■ **Task item**
All lines below are to be output exactly as they stand.

Data for review START

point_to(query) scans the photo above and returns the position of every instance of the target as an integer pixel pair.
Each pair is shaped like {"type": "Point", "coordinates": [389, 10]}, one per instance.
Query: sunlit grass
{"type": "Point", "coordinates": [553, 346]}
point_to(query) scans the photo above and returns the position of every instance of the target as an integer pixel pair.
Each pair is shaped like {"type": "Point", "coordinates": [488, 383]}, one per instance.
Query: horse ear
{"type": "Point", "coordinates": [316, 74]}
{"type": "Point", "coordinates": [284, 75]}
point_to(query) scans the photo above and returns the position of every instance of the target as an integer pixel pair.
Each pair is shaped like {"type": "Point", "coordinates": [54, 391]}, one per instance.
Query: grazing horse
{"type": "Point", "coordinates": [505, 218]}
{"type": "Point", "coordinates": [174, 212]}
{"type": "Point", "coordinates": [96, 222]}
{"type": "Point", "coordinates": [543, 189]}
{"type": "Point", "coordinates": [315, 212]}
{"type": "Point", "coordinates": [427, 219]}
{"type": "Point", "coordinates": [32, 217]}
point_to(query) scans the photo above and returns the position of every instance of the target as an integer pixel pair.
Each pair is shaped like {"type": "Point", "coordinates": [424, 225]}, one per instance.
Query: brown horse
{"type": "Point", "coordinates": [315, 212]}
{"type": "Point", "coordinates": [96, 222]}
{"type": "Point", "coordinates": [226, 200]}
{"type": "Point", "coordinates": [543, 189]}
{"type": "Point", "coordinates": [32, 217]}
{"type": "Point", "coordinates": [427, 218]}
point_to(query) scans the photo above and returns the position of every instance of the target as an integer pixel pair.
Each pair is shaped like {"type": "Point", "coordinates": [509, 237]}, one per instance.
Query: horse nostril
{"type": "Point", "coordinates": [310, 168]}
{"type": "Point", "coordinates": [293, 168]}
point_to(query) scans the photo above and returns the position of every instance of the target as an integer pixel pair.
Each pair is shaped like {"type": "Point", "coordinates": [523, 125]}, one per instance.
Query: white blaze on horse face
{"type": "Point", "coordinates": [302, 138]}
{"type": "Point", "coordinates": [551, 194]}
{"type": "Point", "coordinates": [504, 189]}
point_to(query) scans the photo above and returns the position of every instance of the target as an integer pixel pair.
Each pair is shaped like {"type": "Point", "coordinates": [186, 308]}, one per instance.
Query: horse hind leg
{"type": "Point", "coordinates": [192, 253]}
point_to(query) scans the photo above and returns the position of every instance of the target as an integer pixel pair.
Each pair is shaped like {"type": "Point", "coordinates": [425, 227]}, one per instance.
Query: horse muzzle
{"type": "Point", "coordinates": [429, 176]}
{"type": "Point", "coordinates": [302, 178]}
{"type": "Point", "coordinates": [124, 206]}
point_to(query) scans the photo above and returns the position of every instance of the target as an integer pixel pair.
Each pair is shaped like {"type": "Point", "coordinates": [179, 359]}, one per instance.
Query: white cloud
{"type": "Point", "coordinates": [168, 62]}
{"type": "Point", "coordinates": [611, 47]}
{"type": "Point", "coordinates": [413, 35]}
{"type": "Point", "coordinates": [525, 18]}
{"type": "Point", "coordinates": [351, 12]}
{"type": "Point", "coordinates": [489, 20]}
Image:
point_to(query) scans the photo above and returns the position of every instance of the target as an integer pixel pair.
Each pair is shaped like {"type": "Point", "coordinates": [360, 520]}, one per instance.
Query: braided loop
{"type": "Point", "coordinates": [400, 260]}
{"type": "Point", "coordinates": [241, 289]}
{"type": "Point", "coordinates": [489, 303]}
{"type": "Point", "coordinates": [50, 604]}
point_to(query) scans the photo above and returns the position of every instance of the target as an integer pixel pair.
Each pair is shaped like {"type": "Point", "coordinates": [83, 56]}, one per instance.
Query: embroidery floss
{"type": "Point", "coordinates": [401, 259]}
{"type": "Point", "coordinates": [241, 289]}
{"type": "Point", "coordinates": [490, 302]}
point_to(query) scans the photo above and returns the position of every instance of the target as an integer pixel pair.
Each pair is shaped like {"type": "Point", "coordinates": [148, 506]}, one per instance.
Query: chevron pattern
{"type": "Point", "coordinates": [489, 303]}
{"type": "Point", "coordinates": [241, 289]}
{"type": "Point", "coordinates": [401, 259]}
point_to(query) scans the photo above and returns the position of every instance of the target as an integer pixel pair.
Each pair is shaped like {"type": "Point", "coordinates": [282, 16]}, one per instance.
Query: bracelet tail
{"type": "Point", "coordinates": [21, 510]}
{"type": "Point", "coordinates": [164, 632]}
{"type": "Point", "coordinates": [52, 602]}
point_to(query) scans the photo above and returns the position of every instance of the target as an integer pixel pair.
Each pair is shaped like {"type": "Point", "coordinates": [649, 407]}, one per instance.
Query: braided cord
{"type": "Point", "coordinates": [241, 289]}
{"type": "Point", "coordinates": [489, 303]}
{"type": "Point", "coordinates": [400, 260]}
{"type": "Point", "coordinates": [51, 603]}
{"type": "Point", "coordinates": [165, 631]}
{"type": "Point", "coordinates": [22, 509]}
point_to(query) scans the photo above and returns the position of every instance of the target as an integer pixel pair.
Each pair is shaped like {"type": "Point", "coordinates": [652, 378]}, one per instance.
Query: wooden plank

Data for review END

■ **Reply to the task**
point_to(query) scans the photo above and returns the position of every instance of the target as an integer pixel pair.
Each pair is shaped like {"type": "Point", "coordinates": [389, 10]}, one per instance.
Query: sunlit grass
{"type": "Point", "coordinates": [553, 346]}
point_to(query) scans the photo above and returns the position of every instance of the target as an integer pixel pair.
Each pair is shaped like {"type": "Point", "coordinates": [488, 383]}, one per instance.
Query: horse ear
{"type": "Point", "coordinates": [316, 74]}
{"type": "Point", "coordinates": [284, 75]}
point_to(query) scans the photo above and returns the position of every instance of the target as an integer pixel pair.
Each pair is shaped like {"type": "Point", "coordinates": [54, 391]}, one per instance.
Query: grazing horse
{"type": "Point", "coordinates": [505, 218]}
{"type": "Point", "coordinates": [174, 212]}
{"type": "Point", "coordinates": [96, 222]}
{"type": "Point", "coordinates": [543, 189]}
{"type": "Point", "coordinates": [315, 212]}
{"type": "Point", "coordinates": [427, 219]}
{"type": "Point", "coordinates": [32, 217]}
point_to(query) scans the photo above and returns the position of every instance of the target as an integer pixel pair.
Each pair is shaped like {"type": "Point", "coordinates": [424, 225]}, one per instance.
Query: brown horse
{"type": "Point", "coordinates": [315, 212]}
{"type": "Point", "coordinates": [96, 222]}
{"type": "Point", "coordinates": [226, 200]}
{"type": "Point", "coordinates": [543, 189]}
{"type": "Point", "coordinates": [32, 217]}
{"type": "Point", "coordinates": [427, 218]}
point_to(query) scans the photo above and returns the position of every instance of the target as an integer pixel pair.
Each pair is shaped like {"type": "Point", "coordinates": [509, 237]}, one per instance.
Query: horse nostril
{"type": "Point", "coordinates": [310, 168]}
{"type": "Point", "coordinates": [293, 168]}
point_to(query) scans the photo above and returns the position of every instance of the target as an integer pixel pair.
Each pair is shaped like {"type": "Point", "coordinates": [523, 125]}, one per instance.
Query: white blaze on horse face
{"type": "Point", "coordinates": [302, 138]}
{"type": "Point", "coordinates": [551, 194]}
{"type": "Point", "coordinates": [504, 189]}
point_to(query) scans the photo above and returns the position of every instance of the target as an integer pixel pair.
Each pair is shaped like {"type": "Point", "coordinates": [186, 308]}, one per instance.
Query: horse hind leg
{"type": "Point", "coordinates": [192, 253]}
point_to(query) scans the photo above and returns the position of every instance of the target as an integer pixel pair.
Each pair is shaped like {"type": "Point", "coordinates": [425, 227]}, one per instance.
Query: horse muzzle
{"type": "Point", "coordinates": [429, 176]}
{"type": "Point", "coordinates": [302, 178]}
{"type": "Point", "coordinates": [124, 206]}
point_to(query) scans the photo above and returns the position of every instance of the target as an integer pixel pair.
Each pair is shaped like {"type": "Point", "coordinates": [179, 359]}, one per instance.
Query: white cloud
{"type": "Point", "coordinates": [168, 62]}
{"type": "Point", "coordinates": [611, 47]}
{"type": "Point", "coordinates": [413, 35]}
{"type": "Point", "coordinates": [525, 18]}
{"type": "Point", "coordinates": [351, 12]}
{"type": "Point", "coordinates": [489, 20]}
Image:
point_to(query) scans the photo above and returns the position of every instance of the target as an integer pixel pair.
Each pair is shaped like {"type": "Point", "coordinates": [360, 520]}, one per instance.
Query: braided loop
{"type": "Point", "coordinates": [400, 260]}
{"type": "Point", "coordinates": [241, 289]}
{"type": "Point", "coordinates": [489, 303]}
{"type": "Point", "coordinates": [50, 604]}
point_to(query) scans the photo above and returns the position of every instance of the target as an integer pixel pair.
Each pair is shaped like {"type": "Point", "coordinates": [83, 56]}, one per instance.
Query: embroidery floss
{"type": "Point", "coordinates": [401, 259]}
{"type": "Point", "coordinates": [241, 289]}
{"type": "Point", "coordinates": [490, 302]}
point_to(query) scans the photo above and returns the position of every instance of the target as an integer pixel pair.
Each pair is shaped like {"type": "Point", "coordinates": [148, 506]}, one per instance.
Query: chevron pattern
{"type": "Point", "coordinates": [489, 303]}
{"type": "Point", "coordinates": [241, 289]}
{"type": "Point", "coordinates": [401, 259]}
point_to(query) scans the photo above and returns the position of every instance of the target as an integer pixel pair.
Each pair is shaped like {"type": "Point", "coordinates": [282, 16]}, one per instance.
Query: bracelet tail
{"type": "Point", "coordinates": [21, 510]}
{"type": "Point", "coordinates": [164, 632]}
{"type": "Point", "coordinates": [52, 602]}
point_to(query) scans the photo above and returns the position of every instance of the target as an integer pixel pair.
Each pair is shaped like {"type": "Point", "coordinates": [649, 407]}, one per instance.
Query: braided cord
{"type": "Point", "coordinates": [241, 289]}
{"type": "Point", "coordinates": [489, 303]}
{"type": "Point", "coordinates": [400, 260]}
{"type": "Point", "coordinates": [51, 603]}
{"type": "Point", "coordinates": [165, 631]}
{"type": "Point", "coordinates": [22, 509]}
point_to(query) scans the photo above and returns the position of every instance of the target as an integer pixel pair.
Each pair is shaped like {"type": "Point", "coordinates": [652, 378]}, one per instance.
Query: wooden plank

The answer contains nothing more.